Nothing but the exact lines from the one containing "Keypoint guideline: for each instance of the reflection" through the last line of the records below belongs in your answer.

| The data |
--

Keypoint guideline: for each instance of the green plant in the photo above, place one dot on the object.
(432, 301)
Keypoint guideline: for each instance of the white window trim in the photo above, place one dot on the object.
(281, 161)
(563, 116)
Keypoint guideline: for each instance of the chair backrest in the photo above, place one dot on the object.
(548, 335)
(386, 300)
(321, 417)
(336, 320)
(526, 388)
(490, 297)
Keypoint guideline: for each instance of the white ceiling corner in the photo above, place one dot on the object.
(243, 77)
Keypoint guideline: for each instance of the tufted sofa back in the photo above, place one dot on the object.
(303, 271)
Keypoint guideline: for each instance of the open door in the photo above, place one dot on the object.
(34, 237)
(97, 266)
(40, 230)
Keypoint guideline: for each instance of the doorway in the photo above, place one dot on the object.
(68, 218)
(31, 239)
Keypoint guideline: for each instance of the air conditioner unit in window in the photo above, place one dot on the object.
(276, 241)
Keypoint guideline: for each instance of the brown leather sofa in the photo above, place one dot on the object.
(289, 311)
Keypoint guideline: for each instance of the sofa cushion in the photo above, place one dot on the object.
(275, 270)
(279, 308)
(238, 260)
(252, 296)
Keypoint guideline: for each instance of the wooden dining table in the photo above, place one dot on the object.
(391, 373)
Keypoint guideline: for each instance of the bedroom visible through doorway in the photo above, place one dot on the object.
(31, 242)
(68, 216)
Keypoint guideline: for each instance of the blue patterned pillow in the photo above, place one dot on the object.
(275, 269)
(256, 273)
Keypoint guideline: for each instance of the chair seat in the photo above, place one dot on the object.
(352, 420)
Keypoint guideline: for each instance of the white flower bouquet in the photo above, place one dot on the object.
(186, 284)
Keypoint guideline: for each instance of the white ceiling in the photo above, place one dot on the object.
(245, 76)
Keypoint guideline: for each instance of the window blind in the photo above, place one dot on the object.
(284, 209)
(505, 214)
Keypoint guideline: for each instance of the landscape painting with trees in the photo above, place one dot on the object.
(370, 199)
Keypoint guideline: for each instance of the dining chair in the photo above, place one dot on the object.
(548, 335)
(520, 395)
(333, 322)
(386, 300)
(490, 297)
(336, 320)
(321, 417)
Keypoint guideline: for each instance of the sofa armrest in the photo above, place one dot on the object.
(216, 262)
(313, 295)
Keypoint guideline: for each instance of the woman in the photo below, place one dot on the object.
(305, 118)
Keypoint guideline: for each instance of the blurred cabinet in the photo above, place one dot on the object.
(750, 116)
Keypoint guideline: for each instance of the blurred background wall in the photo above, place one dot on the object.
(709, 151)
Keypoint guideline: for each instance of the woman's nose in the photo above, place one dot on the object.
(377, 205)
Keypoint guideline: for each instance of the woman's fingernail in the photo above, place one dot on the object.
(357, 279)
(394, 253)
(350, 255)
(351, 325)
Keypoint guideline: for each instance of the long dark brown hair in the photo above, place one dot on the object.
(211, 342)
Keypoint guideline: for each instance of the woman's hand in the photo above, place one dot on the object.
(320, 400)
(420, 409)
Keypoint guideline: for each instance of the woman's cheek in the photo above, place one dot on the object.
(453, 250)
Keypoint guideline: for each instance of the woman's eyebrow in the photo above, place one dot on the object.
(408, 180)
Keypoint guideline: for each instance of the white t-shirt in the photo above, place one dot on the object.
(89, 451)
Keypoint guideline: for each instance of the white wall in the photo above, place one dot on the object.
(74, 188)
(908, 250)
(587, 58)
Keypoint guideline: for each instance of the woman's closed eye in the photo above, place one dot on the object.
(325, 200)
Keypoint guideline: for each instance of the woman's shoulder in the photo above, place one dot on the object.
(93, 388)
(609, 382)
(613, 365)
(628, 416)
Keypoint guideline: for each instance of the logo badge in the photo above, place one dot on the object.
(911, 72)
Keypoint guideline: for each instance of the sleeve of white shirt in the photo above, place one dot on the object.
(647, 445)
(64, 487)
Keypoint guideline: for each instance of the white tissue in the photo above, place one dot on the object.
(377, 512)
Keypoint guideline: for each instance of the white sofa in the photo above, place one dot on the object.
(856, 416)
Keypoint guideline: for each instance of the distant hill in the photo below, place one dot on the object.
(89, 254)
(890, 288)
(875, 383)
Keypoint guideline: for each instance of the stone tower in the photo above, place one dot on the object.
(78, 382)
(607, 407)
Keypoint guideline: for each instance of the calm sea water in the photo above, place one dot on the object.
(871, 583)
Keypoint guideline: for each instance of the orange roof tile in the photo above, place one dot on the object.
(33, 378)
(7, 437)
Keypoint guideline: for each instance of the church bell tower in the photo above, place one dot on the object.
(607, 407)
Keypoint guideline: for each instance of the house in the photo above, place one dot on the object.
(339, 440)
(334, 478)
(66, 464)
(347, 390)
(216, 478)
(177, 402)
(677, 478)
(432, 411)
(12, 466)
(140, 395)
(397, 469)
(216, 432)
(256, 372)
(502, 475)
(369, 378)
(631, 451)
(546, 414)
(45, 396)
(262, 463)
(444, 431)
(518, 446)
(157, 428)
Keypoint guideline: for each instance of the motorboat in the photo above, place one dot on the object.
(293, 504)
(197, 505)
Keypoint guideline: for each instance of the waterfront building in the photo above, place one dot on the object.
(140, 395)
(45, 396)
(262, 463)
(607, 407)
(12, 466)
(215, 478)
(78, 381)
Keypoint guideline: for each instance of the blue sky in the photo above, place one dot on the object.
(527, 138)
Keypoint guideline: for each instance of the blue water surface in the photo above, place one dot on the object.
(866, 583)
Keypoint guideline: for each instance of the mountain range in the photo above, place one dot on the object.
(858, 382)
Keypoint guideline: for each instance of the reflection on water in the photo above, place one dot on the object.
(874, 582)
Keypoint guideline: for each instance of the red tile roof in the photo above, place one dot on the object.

--

| Solution for this exercise |
Keypoint guideline: for each instance of the reflection on water in the photo above, place one dot on the object.
(874, 582)
Keypoint guideline: for each instance of the red tile roof in the photo above, place one dot on the object.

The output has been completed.